Exercise inputs:

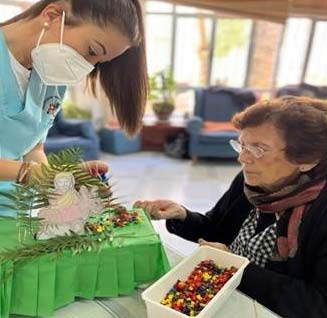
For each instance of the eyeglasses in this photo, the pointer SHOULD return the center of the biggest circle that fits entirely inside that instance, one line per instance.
(255, 151)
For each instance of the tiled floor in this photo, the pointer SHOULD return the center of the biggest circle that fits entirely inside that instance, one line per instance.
(150, 175)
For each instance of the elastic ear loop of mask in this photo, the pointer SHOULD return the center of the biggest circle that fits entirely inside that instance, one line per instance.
(61, 31)
(62, 28)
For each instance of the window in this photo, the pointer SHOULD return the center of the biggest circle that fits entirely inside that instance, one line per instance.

Assigned task: Having removed the pictures, write out the records exactly as they stand.

Written answer:
For each instance of the eyeglasses in this photo, the pointer SHOULD return the center of the biggest circle that fits entirely inside that instance, one line per instance.
(255, 151)
For each instance of the tiled floor in this photo, the pointer SHOULD return the center of the biggest circle that fits entirely inside that instance, one line per instance.
(150, 175)
For each instance of the elastic ear loop of mask in this photo, the pointer SHOULD return the center of the biggest circle that fits entirely inside that instance, one line per instance.
(61, 31)
(62, 28)
For each instance of the window in this photo, the pointer SHOULD return the center of the biggest circle that fits entirely inside that instance, one line per instance.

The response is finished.